Task to complete: Pull out every line of the data that contains the word "spiral", matching case exactly.

------ Data shown

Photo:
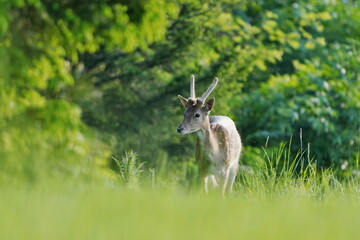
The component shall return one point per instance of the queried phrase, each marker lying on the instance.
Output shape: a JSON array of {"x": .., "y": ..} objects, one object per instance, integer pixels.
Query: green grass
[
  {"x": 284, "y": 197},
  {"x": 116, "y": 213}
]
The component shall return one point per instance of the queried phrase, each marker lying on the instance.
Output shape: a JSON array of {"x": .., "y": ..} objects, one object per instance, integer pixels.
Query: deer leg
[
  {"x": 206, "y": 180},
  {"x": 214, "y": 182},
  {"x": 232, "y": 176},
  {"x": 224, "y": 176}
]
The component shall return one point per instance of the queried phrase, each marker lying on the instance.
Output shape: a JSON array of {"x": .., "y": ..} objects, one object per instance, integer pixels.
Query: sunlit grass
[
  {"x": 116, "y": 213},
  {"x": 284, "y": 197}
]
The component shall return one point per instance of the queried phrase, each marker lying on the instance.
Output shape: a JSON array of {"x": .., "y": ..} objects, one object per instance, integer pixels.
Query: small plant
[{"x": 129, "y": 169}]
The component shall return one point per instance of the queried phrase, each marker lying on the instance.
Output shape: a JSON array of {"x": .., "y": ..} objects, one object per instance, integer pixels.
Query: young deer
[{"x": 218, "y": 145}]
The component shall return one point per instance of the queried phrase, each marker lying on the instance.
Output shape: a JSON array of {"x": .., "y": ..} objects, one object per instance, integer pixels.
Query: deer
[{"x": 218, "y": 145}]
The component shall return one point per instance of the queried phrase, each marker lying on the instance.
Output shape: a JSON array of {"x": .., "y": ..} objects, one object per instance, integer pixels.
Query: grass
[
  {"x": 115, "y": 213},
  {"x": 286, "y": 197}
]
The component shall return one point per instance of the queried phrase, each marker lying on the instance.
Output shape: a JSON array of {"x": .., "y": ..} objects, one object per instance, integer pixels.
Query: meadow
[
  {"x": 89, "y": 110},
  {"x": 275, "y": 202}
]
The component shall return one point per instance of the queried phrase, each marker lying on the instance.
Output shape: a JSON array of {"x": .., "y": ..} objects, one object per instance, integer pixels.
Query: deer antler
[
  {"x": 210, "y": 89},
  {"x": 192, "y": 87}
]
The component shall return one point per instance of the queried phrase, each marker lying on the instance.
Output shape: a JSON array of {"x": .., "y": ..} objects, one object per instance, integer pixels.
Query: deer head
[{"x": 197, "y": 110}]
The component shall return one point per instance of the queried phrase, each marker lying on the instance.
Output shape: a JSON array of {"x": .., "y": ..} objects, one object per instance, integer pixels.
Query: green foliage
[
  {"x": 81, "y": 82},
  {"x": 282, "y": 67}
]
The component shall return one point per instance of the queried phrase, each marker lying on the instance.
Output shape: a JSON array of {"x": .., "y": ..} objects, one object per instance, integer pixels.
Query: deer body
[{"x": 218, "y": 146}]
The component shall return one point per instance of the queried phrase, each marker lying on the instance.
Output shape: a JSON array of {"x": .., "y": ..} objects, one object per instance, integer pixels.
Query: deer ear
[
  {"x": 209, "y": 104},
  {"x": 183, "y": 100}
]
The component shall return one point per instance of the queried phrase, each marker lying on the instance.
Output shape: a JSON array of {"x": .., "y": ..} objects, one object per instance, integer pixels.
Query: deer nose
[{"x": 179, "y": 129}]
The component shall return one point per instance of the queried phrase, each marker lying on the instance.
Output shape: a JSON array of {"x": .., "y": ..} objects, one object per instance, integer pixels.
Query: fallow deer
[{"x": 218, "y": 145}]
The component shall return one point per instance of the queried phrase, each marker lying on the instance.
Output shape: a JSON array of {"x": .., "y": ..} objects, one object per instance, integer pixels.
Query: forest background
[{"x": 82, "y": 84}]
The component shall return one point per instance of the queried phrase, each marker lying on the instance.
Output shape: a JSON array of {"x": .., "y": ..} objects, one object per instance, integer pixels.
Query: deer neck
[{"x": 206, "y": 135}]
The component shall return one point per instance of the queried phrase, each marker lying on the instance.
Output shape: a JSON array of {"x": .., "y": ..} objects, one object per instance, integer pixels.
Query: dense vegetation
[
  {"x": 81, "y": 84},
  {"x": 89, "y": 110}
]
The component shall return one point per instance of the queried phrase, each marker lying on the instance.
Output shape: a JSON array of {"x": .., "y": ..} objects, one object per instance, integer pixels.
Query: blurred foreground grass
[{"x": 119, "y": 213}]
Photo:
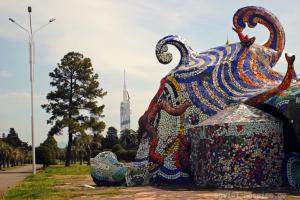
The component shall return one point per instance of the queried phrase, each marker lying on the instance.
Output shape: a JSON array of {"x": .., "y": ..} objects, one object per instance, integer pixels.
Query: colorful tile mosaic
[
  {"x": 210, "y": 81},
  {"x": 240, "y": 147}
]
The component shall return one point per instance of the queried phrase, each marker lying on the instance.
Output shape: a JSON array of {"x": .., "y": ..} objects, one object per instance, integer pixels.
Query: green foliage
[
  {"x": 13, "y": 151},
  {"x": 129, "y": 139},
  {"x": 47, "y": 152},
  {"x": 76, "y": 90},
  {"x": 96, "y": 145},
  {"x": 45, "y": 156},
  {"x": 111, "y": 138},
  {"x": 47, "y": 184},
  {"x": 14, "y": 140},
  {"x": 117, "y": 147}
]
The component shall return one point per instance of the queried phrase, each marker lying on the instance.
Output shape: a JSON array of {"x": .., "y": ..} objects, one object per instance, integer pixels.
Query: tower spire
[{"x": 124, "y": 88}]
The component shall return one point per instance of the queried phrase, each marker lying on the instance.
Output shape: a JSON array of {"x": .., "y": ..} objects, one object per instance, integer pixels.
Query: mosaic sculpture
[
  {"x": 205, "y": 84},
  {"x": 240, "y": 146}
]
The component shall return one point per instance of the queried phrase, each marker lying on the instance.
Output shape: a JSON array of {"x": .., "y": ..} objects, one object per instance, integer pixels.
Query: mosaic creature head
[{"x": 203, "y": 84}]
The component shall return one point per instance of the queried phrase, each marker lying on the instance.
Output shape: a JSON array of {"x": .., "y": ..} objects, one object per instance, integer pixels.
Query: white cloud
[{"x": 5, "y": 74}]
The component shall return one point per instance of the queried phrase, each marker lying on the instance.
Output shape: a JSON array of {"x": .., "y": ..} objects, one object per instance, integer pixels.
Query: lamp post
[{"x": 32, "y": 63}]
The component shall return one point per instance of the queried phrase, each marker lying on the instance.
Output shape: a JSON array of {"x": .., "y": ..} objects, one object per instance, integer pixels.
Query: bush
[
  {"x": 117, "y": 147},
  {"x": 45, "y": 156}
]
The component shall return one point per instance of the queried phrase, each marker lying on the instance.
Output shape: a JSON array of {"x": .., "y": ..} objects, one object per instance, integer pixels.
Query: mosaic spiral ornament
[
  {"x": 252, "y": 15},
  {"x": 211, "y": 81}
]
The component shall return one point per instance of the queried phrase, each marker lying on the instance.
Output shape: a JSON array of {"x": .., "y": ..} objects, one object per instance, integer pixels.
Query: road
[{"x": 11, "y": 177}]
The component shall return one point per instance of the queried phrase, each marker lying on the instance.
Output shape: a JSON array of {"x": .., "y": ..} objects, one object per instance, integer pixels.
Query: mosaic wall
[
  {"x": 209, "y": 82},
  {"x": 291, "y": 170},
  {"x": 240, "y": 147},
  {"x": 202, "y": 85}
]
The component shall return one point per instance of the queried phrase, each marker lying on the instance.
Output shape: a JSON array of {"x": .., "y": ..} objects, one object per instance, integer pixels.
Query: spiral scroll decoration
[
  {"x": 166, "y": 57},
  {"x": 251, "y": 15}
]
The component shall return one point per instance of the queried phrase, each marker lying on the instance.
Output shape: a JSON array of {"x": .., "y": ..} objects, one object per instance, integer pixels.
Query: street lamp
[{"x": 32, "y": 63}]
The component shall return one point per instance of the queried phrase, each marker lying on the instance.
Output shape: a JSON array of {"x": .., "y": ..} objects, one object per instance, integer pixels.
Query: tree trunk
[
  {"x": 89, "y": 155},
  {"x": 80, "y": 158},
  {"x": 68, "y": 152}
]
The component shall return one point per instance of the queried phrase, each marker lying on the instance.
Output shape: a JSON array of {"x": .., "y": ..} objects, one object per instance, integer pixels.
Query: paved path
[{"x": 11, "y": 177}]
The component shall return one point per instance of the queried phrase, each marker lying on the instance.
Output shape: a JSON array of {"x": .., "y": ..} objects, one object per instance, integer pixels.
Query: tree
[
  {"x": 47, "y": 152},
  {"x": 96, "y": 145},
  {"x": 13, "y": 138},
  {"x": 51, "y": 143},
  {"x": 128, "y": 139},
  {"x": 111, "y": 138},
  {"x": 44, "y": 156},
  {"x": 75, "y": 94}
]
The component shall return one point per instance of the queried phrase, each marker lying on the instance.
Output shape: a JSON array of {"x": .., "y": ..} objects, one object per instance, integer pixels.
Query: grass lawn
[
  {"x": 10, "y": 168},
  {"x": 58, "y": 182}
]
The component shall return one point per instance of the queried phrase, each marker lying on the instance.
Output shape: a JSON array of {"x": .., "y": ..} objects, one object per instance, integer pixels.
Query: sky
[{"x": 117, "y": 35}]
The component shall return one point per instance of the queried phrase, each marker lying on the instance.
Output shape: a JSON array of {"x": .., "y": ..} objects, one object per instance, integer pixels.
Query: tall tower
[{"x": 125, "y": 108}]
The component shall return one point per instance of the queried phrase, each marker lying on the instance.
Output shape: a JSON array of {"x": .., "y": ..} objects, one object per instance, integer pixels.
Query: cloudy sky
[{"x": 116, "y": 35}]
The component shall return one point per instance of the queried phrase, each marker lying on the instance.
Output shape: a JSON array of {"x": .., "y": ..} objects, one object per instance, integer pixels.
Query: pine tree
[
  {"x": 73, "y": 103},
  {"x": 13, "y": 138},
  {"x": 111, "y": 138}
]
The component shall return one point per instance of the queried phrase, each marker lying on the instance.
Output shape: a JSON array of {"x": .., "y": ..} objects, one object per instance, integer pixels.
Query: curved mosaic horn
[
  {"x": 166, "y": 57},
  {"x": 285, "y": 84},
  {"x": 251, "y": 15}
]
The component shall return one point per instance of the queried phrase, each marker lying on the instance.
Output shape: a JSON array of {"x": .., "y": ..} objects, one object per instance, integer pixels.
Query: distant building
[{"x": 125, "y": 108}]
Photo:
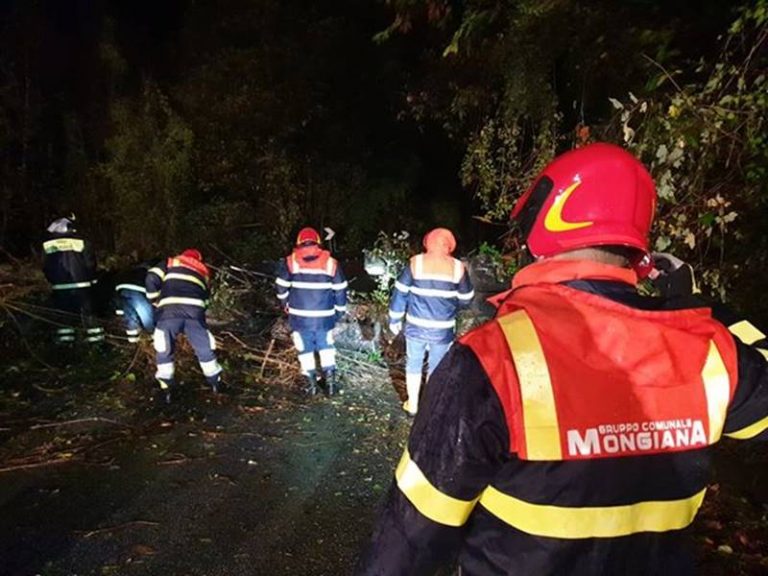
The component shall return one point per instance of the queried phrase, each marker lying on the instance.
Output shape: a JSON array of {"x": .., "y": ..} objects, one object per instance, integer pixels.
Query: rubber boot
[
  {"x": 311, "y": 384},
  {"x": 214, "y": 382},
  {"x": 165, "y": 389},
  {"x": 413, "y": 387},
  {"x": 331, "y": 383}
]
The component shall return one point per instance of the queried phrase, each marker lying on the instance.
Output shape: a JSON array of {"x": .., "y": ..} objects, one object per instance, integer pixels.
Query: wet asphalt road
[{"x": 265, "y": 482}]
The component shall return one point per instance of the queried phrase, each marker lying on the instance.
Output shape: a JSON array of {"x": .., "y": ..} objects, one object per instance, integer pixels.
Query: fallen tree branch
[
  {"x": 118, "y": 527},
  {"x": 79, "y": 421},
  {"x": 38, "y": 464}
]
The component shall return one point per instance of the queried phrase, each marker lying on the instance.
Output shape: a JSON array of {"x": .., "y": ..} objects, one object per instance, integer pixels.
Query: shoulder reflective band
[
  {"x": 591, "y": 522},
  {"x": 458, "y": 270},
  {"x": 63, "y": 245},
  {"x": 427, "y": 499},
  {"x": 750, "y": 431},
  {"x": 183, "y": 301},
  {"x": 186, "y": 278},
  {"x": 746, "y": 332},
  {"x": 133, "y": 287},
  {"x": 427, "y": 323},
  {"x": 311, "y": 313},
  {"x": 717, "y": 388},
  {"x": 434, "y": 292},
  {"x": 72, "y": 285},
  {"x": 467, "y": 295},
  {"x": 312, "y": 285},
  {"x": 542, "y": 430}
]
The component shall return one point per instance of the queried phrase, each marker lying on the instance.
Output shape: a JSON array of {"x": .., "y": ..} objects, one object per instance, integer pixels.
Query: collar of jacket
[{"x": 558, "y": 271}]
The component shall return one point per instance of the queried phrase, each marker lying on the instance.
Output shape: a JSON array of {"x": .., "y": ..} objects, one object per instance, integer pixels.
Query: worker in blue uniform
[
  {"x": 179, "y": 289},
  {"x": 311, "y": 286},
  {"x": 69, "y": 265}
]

------------

Written reply:
Query: mosaic spiral ornament
Query: spiral scroll decoration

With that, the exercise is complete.